EXERCISE PASSAGE:
PSTH-based method (A) Approximate spatial covariance matrix of the inferred common noise composed of the first two spatial singular vectors. \(\tilde{C}_{i,j} = \sum_{k = 1}^2 \sigma_k U_k \) (the vectors are reshaped into matrix form). Note the four distinct regions corresponding to the ON–ON, OFF–OFF, ON–OFF, and OFF–ON. (B) First two temporal singular vectors, corresponding to the temporal correlations of the ‘same-type’ (ON–ON and OFF–OFF pairs), and ‘different type’(ON–OFF pairs). Note the asymmetry of the ON–OFF temporal correlations. (C) Relative power of all the singular values. Note that the first two singular values are well separated from the rest, indicating the correlation structure is well approximated by the first two singular vectors. (D) Receptive field centers and the numbering schema. Top in red: ON cells. Bottom in blue: OFF cells. The numbering schema starts at the top left corner and goes column-wise to the right. The ON cells are 1 through 104 and the OFF cells are 105 to 277. As a result, cells that are physically close are usually closely numbered

Because of the autoregressive structure of the common noise, q, the log posterior density of q t can be written as:

$$\begin{array}{lll} F &= & \log p(\{q_t\}|\{y_t\}) = \log p(q_o) \\[4pt] && + \sum\limits_{t = 1}^T \log p(q_{t}|q_{t-1}) + \sum\limits_{t = 1}^T \log p(y_t|q_t) + const, \end{array} $$

where we denote the spike train as {y t }, and for simplicity we have suppressed the dependence on all other model parameters and taken q to be a first order autoregressive process. Since all terms are concave in q, the entire expression is concave in q.

WHAT TO PRODUCE:
Using the passage on common noise, answer these questions:
1. Which cells are numbered 1 through 104?
2. What kind of process is q taken to be for simplicity?
3. Why is the entire expression concave in q?
Rely only on the passage on common noise.

ENTRIES SUPPLIED:
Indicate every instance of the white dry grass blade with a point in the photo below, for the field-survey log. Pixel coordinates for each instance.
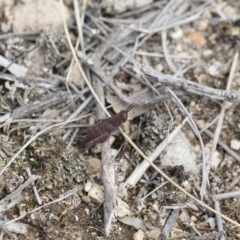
(27, 144)
(195, 130)
(218, 129)
(141, 169)
(126, 136)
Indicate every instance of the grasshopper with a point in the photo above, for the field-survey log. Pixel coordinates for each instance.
(104, 129)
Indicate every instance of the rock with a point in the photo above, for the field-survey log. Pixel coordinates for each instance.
(139, 235)
(34, 16)
(96, 193)
(93, 165)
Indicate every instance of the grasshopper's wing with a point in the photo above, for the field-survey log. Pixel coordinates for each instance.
(100, 139)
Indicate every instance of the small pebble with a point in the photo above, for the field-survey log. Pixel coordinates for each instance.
(93, 165)
(139, 235)
(235, 145)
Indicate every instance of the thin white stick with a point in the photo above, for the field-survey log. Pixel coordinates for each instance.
(218, 128)
(141, 169)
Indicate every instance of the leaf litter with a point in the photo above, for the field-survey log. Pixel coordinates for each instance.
(182, 41)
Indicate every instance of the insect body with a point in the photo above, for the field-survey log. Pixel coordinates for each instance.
(103, 130)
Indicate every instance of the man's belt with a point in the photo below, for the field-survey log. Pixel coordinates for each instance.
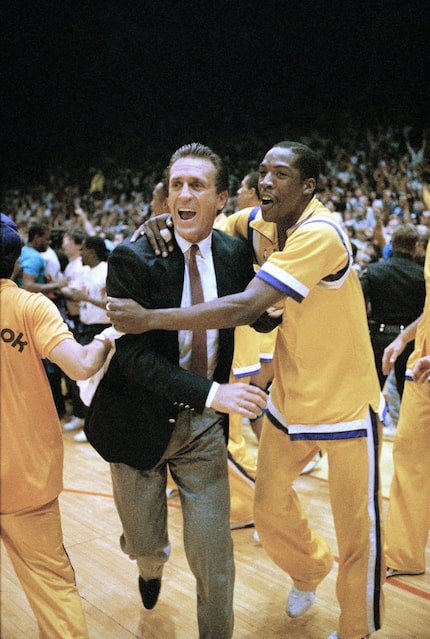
(385, 329)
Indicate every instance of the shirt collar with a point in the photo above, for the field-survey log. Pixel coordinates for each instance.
(204, 245)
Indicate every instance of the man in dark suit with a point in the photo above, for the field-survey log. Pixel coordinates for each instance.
(151, 411)
(395, 293)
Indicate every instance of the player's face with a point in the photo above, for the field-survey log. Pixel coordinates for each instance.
(244, 194)
(193, 199)
(283, 193)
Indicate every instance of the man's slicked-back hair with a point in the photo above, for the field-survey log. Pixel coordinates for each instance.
(200, 151)
(307, 161)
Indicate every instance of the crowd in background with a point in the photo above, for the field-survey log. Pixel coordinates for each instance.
(372, 180)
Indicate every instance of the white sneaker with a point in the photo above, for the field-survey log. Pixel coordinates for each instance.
(80, 437)
(394, 572)
(73, 424)
(299, 601)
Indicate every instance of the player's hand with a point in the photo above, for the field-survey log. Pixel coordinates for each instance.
(126, 315)
(391, 353)
(158, 231)
(249, 401)
(421, 370)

REPLY:
1. The ON cells.
2. A first order autoregressive process.
3. Because all terms are concave in q.